Estratto della pagina »
# Idealismo e realtà in versi.



## Konrad (22 Febbraio 2012)

*Idealismo e realtà in versi.*

Non sapevo se postare in questa sezione o in quella libera... comunque l'accenno a Prevert in un'altra sezione mi ha fatto ricordare una cosa che pensai tempo fa, paragonando le poesie di Pablo Neruda e quelle di Nazim Hikmet, due autori che adoro.
Neruda, sopratutto nei sonetti, dipinge un amore molto idealistico, spirituale, travolgente ma nella sua idealizzazione.
Hikmet invece spesso descrive un sentimento più quotidiano, terra terra, fatto di piccole cose, un amore che parte dall'apparecchiare la tavola. Meno sogni e più sudore insomma.
Voi che ne pensate?


----------



## Ultimo (22 Febbraio 2012)

Konrad ha detto:


> Non sapevo se postare in questa sezione o in quella libera... comunque l'accenno a Prevert in un'altra sezione mi ha fatto ricordare una cosa che pensai tempo fa, paragonando le poesie di Pablo Neruda e quelle di Nazim Hikmet, due autori che adoro.
> Neruda, sopratutto nei sonetti, dipinge un amore molto idealistico, spirituale, travolgente ma nella sua idealizzazione.
> Hikmet invece spesso descrive un sentimento più quotidiano, terra terra, fatto di piccole cose, un amore che parte dall'apparecchiare la tavola. Meno sogni e più sudore insomma.
> Voi che ne pensate?


Non posso esprimermi, visto che conosco poco sia Neruda che Hikmet, però! vorrei dirla una cosa, e chiaramente prendo spunto da quello che hai scritto.

Se Neruda dipinge un amore idealistico, spirituale etc, e Hikmet invece è più realista e terra terra, personalmente leggendo queste poche frasi io mi sento un miscuglio dei due, perchè vedere chi ami, stendere una tovaglia da pranzo, e dopo vedere la nostra famiglia riunita li a mangiare! io ci vedo non solo tanta spiritualità non solo tanto idealismo, ma nel contempo anche realtà.


----------



## contepinceton (22 Febbraio 2012)

Konrad ha detto:


> Non sapevo se postare in questa sezione o in quella libera... comunque l'accenno a Prevert in un'altra sezione mi ha fatto ricordare una cosa che pensai tempo fa, paragonando le poesie di Pablo Neruda e quelle di Nazim Hikmet, due autori che adoro.
> Neruda, sopratutto nei sonetti, dipinge un amore molto idealistico, spirituale, travolgente ma nella sua idealizzazione.
> Hikmet invece spesso descrive un sentimento più quotidiano, terra terra, fatto di piccole cose, un amore che parte dall'apparecchiare la tavola. Meno sogni e più sudore insomma.
> Voi che ne pensate?


Hai aperto un bellissimo 3d...tutto da sviluppare...magari con esempi...
Non penso che tutti qui dentro siano edotti su Prevert e Neruda...non parliamo poi di Hikmet!
Il posto è giusto e il tema è giusto!

Magari riusciamo a ingentilire un Lothar eh?:carneval:


----------



## Simy (22 Febbraio 2012)

(Annotazioni con riquadri per le foto)
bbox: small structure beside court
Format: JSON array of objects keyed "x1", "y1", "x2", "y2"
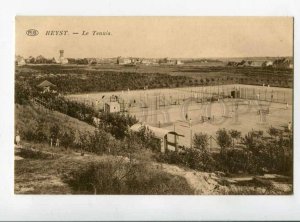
[{"x1": 130, "y1": 123, "x2": 184, "y2": 153}]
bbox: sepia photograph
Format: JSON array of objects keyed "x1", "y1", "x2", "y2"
[{"x1": 12, "y1": 16, "x2": 294, "y2": 196}]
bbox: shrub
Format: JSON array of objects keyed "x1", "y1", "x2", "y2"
[
  {"x1": 66, "y1": 159, "x2": 193, "y2": 194},
  {"x1": 61, "y1": 131, "x2": 75, "y2": 148}
]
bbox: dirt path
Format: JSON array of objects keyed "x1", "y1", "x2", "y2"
[{"x1": 153, "y1": 163, "x2": 221, "y2": 194}]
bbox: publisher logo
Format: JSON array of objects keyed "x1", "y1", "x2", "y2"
[{"x1": 26, "y1": 29, "x2": 39, "y2": 36}]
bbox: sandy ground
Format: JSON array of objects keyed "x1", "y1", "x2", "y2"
[{"x1": 68, "y1": 84, "x2": 293, "y2": 148}]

Compiti da svolgere »
A - Secondo Konrad, nella discussione su Neruda e Hikmet, da quale gesto quotidiano prende avvio l'amore descritto da Hikmet?
B - Riporti fedelmente il passo della discussione su Neruda e Hikmet compreso tra "## contepinceton (22" e "poi di Hikmet!", estremi inclusi.

Soluzioni per compito »
A - Dall'apparecchiare la tavola.

B -
## contepinceton (22 Febbraio 2012)

Konrad ha detto:


> Non sapevo se postare in questa sezione o in quella libera... comunque l'accenno a Prevert in un'altra sezione mi ha fatto ricordare una cosa che pensai tempo fa, paragonando le poesie di Pablo Neruda e quelle di Nazim Hikmet, due autori che adoro.
> Neruda, sopratutto nei sonetti, dipinge un amore molto idealistico, spirituale, travolgente ma nella sua idealizzazione.
> Hikmet invece spesso descrive un sentimento più quotidiano, terra terra, fatto di piccole cose, un amore che parte dall'apparecchiare la tavola. Meno sogni e più sudore insomma.
> Voi che ne pensate?


Hai aperto un bellissimo 3d...tutto da sviluppare...magari con esempi...
Non penso che tutti qui dentro siano edotti su Prevert e Neruda...non parliamo poi di Hikmet!